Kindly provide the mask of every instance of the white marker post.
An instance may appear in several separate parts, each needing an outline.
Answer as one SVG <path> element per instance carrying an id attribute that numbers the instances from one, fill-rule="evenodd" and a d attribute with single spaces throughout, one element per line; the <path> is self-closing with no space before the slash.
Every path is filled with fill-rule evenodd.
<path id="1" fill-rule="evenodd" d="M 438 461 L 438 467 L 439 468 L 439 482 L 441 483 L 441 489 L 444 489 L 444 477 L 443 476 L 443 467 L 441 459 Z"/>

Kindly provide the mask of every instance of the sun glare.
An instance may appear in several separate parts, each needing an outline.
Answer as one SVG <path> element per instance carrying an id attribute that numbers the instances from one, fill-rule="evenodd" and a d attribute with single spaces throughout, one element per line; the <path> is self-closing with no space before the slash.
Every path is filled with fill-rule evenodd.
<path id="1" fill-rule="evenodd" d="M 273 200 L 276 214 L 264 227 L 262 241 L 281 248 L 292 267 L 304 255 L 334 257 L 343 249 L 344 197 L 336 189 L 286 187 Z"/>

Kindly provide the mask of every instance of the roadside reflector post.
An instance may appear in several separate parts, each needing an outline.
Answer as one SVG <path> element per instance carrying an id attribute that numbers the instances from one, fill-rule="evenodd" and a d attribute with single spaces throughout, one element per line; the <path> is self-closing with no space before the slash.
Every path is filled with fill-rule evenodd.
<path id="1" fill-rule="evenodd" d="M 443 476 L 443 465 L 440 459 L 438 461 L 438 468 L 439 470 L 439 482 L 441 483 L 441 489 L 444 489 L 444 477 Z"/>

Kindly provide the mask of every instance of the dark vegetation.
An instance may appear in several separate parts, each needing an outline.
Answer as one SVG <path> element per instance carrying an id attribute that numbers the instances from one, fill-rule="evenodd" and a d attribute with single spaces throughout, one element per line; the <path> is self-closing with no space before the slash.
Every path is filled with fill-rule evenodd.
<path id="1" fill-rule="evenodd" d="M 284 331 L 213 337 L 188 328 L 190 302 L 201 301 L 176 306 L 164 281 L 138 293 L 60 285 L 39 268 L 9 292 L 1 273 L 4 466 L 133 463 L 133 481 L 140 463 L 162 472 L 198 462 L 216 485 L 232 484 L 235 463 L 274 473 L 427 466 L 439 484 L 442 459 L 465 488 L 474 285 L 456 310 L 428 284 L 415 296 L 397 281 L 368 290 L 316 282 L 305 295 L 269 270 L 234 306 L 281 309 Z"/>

■ THE TASK:
Copy every row above verbatim, keeping each line and its answer unchanged.

■ ANSWER TO THIS EXERCISE:
Kindly provide the mask of every instance of the white marker post.
An instance may appear in several separate parts, each needing an outline.
Answer as one SVG <path> element per instance carrying an id attribute that numbers the instances from one, fill-rule="evenodd" and a d attribute with single spaces throughout, one element per line; the <path> is self-closing with no space before the slash.
Every path is filled with fill-rule evenodd.
<path id="1" fill-rule="evenodd" d="M 438 461 L 438 467 L 439 468 L 439 482 L 441 483 L 441 489 L 444 489 L 444 477 L 443 476 L 443 467 L 441 459 Z"/>

Kindly provide the mask of every instance of the sun glare.
An instance may appear in several separate parts, each needing an outline.
Answer as one SVG <path> element per instance carrying an id attribute that numbers the instances from one, fill-rule="evenodd" and a d attribute with single spaces throughout, one element per line; the <path> is self-closing with no space before the slash.
Every path is filled with fill-rule evenodd.
<path id="1" fill-rule="evenodd" d="M 273 200 L 276 214 L 264 227 L 262 241 L 281 248 L 292 267 L 304 255 L 334 257 L 343 249 L 344 197 L 336 189 L 286 187 Z"/>

Kindly provide the mask of every instance of the roadside reflector post.
An instance may appear in several separate parts, each needing an outline.
Answer as one SVG <path> element per instance carrying an id attribute that numbers the instances from one, fill-rule="evenodd" and a d attribute with single spaces throughout, one element per line; the <path> is self-closing with no space before the slash.
Every path is filled with fill-rule evenodd.
<path id="1" fill-rule="evenodd" d="M 443 476 L 443 465 L 440 459 L 438 461 L 438 468 L 439 470 L 439 482 L 441 483 L 441 489 L 444 489 L 444 477 Z"/>

Kindly provide the mask of every instance of the dark vegetation.
An instance may appear in several separate parts, each needing an outline.
Answer as one SVG <path> element per instance carrying an id attribute that numbers the instances from one, fill-rule="evenodd" and a d attribute with single spaces throughout, one element per line; the <path> is self-closing with no space before the slash.
Every path is filled with fill-rule evenodd.
<path id="1" fill-rule="evenodd" d="M 284 331 L 213 337 L 188 328 L 190 302 L 201 301 L 176 306 L 164 281 L 138 293 L 60 285 L 39 268 L 9 292 L 1 273 L 4 466 L 133 463 L 133 481 L 140 463 L 162 472 L 198 462 L 216 485 L 232 484 L 235 463 L 274 473 L 427 466 L 439 484 L 442 459 L 465 488 L 474 285 L 456 310 L 428 284 L 415 296 L 397 281 L 368 290 L 316 282 L 305 295 L 269 270 L 234 306 L 281 309 Z"/>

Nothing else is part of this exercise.